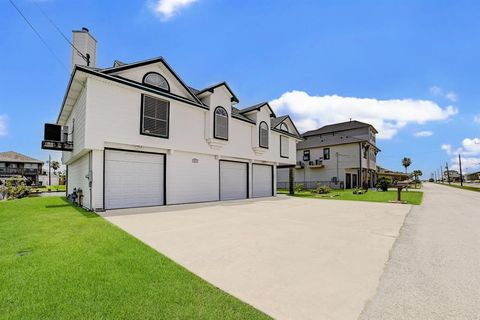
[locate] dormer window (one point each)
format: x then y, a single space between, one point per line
284 127
156 80
263 135
220 124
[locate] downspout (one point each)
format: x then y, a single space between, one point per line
360 165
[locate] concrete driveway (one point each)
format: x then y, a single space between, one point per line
292 258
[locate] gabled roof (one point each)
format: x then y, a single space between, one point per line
212 87
342 126
257 107
275 122
12 156
125 66
236 114
79 75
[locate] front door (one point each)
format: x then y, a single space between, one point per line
348 181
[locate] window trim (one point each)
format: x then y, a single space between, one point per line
260 135
142 118
325 149
215 123
281 153
305 153
155 87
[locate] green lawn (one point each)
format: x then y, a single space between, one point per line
412 197
52 188
477 189
61 262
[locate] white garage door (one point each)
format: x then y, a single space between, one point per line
233 180
262 181
133 179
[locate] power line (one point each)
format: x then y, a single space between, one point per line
60 31
38 34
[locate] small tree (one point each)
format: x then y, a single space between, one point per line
406 162
416 175
15 188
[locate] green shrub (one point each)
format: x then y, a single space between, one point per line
15 188
299 187
383 183
359 191
322 189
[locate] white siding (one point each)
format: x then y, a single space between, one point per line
76 123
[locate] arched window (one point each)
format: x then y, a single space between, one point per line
156 80
220 124
263 135
284 127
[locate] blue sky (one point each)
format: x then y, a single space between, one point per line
409 67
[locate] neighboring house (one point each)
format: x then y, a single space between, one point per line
142 137
16 164
392 175
341 155
474 176
454 175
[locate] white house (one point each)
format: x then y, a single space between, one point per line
142 137
341 155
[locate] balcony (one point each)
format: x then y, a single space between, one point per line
300 165
318 163
19 171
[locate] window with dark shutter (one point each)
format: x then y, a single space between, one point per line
155 117
263 134
326 154
284 147
220 124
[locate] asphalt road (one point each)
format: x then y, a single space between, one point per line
434 267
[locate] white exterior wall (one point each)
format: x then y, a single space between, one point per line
76 126
114 117
108 115
77 171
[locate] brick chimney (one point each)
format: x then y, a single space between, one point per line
87 45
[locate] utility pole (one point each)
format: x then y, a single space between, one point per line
461 173
448 172
49 170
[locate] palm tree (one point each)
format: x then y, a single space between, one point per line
416 175
406 162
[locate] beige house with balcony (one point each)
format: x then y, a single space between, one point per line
16 164
341 155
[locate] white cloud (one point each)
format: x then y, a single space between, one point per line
452 96
423 134
476 118
3 125
469 151
439 92
166 9
387 116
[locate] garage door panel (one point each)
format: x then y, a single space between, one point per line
262 180
133 179
233 180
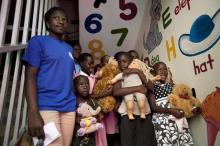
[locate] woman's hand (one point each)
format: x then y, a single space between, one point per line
35 125
131 71
142 89
178 113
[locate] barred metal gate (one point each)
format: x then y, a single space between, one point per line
19 20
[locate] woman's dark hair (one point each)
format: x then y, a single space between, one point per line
116 56
130 58
103 58
84 56
155 66
77 78
50 12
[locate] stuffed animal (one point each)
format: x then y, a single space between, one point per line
138 64
106 73
182 98
88 123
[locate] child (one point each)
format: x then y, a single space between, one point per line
87 69
82 89
104 60
124 60
137 132
166 130
134 54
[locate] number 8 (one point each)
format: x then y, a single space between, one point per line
96 49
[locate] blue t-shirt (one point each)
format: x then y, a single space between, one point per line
54 61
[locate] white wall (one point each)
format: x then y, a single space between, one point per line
181 65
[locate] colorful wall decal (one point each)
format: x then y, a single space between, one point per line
204 34
154 36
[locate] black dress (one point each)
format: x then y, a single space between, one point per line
166 130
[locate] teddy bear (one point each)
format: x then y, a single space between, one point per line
106 73
182 98
88 123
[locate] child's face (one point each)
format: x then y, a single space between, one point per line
134 55
88 65
162 71
123 62
105 60
82 86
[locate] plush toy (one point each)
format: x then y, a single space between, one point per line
106 73
88 122
138 64
210 109
182 98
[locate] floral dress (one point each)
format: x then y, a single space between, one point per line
166 130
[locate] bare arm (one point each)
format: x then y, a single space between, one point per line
106 92
119 91
157 109
143 78
35 121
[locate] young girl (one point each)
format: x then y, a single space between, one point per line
137 132
124 60
166 130
82 89
87 69
48 75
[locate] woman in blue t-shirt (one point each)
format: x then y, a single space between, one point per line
48 80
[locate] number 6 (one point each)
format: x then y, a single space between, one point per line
90 21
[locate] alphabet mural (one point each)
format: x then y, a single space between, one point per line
154 36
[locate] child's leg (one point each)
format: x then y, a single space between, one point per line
67 126
49 116
130 105
141 98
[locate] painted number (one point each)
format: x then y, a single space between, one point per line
123 31
93 25
127 6
96 49
98 2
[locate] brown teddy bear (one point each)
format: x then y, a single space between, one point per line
106 73
182 98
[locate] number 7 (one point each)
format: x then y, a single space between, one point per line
124 6
124 32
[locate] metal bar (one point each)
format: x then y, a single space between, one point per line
45 10
21 87
35 16
40 20
26 21
5 49
16 25
4 19
21 93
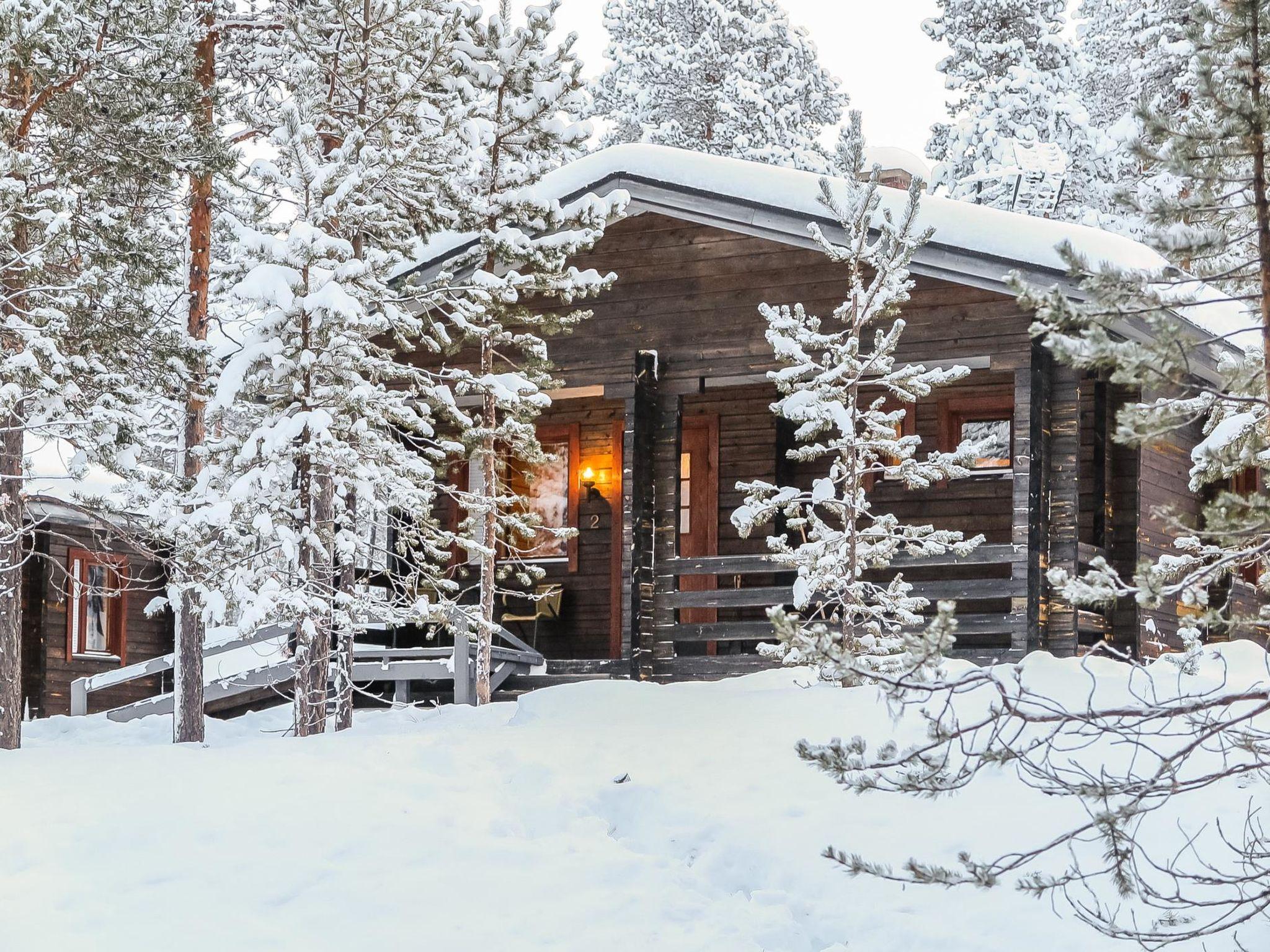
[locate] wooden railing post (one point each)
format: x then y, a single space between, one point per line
465 678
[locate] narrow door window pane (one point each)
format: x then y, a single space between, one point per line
685 493
97 621
993 439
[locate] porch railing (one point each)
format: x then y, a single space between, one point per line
985 627
399 666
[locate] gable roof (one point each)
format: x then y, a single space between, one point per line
973 245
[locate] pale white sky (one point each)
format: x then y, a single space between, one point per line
876 47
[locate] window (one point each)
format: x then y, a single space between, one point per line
1245 484
95 604
987 420
550 490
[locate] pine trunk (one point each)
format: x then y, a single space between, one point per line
489 535
1259 192
187 725
13 287
313 639
345 640
11 583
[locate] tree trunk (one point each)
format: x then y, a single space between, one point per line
489 534
345 644
11 583
13 287
313 654
1259 192
187 725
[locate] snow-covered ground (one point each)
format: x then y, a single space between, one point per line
504 828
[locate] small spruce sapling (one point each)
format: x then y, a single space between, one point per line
845 394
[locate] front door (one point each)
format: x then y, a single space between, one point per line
699 508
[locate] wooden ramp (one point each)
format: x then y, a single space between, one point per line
443 668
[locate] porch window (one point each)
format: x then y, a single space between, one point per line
907 427
95 604
550 491
986 420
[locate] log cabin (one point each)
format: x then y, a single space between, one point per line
86 591
665 407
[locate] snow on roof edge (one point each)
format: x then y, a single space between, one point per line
1018 240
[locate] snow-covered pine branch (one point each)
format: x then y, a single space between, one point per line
523 95
728 77
843 391
323 426
1018 81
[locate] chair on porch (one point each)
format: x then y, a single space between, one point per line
528 610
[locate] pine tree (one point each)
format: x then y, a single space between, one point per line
840 386
722 76
523 93
1018 81
1135 55
326 426
92 108
1213 139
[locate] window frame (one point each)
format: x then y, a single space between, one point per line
569 433
76 606
957 412
907 428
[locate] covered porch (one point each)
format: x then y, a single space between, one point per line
659 586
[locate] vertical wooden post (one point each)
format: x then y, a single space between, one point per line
1126 490
638 516
1101 470
465 682
1065 503
658 640
1029 527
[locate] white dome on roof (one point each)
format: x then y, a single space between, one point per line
894 157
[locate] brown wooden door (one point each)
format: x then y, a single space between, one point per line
699 508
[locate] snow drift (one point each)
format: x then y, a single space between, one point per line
512 827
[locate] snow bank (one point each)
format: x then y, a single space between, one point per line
505 828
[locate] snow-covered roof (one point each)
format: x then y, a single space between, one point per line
973 244
51 472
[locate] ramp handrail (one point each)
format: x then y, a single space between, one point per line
83 687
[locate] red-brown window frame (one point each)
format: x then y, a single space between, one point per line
992 407
907 427
117 609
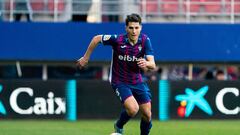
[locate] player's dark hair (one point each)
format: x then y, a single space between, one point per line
133 18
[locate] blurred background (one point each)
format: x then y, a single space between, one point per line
196 44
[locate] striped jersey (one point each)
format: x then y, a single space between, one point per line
124 68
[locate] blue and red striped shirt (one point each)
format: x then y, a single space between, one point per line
124 68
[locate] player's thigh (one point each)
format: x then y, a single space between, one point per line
142 93
145 110
123 92
131 105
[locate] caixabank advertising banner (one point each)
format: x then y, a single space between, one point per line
204 99
35 99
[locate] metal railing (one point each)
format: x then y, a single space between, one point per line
187 11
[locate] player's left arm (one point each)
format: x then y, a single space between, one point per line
147 64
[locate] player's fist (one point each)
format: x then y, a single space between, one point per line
142 63
82 62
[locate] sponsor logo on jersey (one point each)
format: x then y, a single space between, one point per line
106 37
128 58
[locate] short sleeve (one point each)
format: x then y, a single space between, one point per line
109 39
148 47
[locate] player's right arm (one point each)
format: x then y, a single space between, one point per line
83 61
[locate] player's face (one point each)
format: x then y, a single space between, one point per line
133 30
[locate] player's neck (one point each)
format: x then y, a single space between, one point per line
132 42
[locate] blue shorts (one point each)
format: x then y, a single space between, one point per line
140 92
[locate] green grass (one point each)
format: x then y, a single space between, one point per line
105 127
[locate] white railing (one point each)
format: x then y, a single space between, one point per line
187 11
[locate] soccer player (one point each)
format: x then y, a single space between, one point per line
132 55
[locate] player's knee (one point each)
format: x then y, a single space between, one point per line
133 111
147 116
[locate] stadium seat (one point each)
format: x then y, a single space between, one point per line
37 5
151 6
195 6
236 6
213 6
7 5
60 6
170 6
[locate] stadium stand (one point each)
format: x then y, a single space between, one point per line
151 10
236 6
194 6
37 5
170 7
59 5
213 6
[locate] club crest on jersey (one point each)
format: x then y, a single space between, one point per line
106 37
140 48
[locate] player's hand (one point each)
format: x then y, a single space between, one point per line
142 63
82 62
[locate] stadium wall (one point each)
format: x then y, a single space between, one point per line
94 99
67 41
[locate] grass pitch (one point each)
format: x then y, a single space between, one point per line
105 127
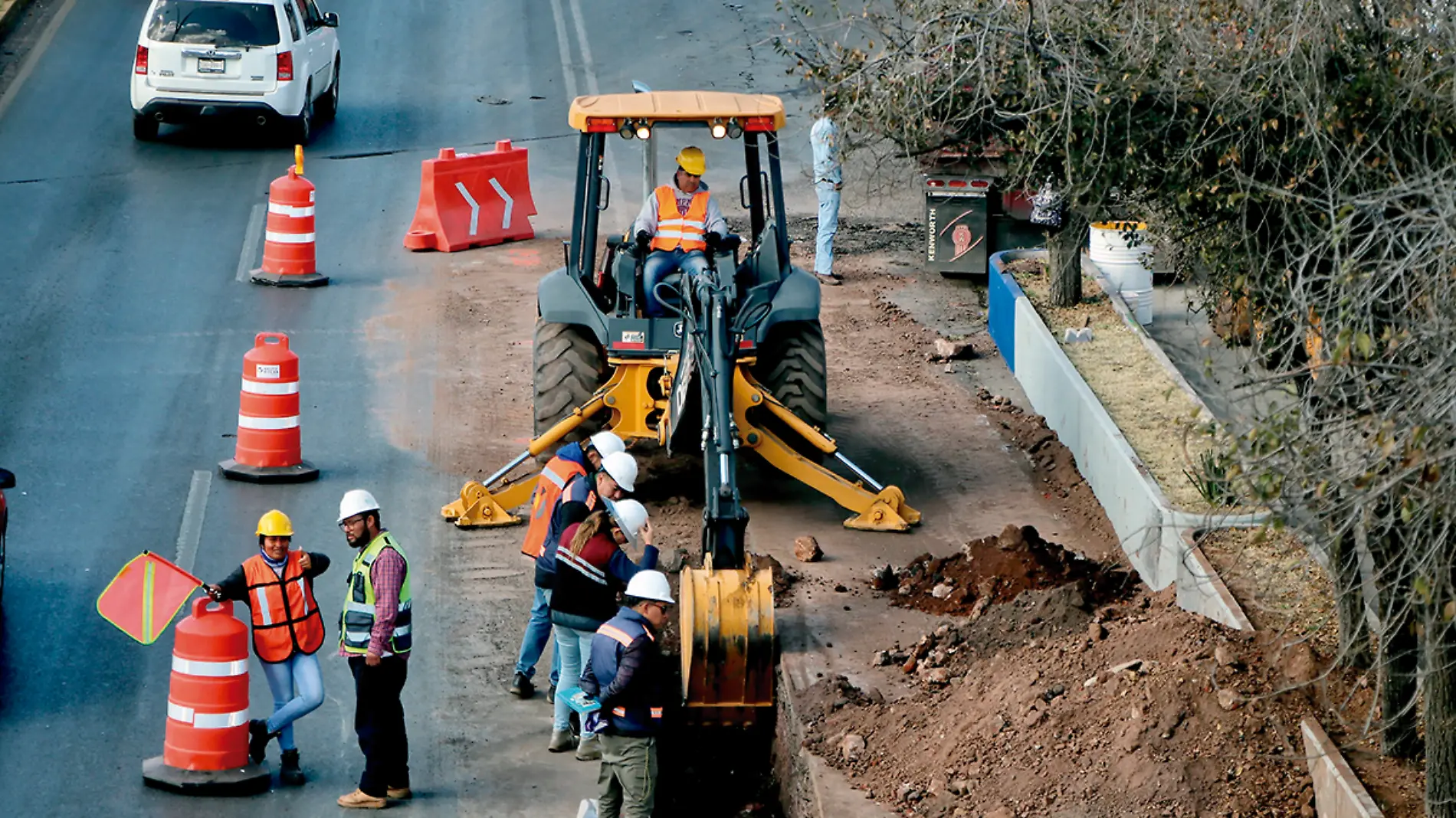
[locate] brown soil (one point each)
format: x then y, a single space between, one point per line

◆ ◆ ◆

**TASK DETAILS:** Could you rewrite the entries from the line containing "[locate] grass pitch (one point each)" through the end of the entries, inclusive, repeating every request line unchanged but multiplying each coordinate in the answers by 1.5 and rounding to whole numbers, with halves rounded up? Leave the pictures out.

**WRITTEN SOLUTION:**
[locate] grass pitch (one point each)
format: x then y, a single space between, one point per line
158 191
[locate] brown soil (one point each)
format: x then y, a single space between, one point per line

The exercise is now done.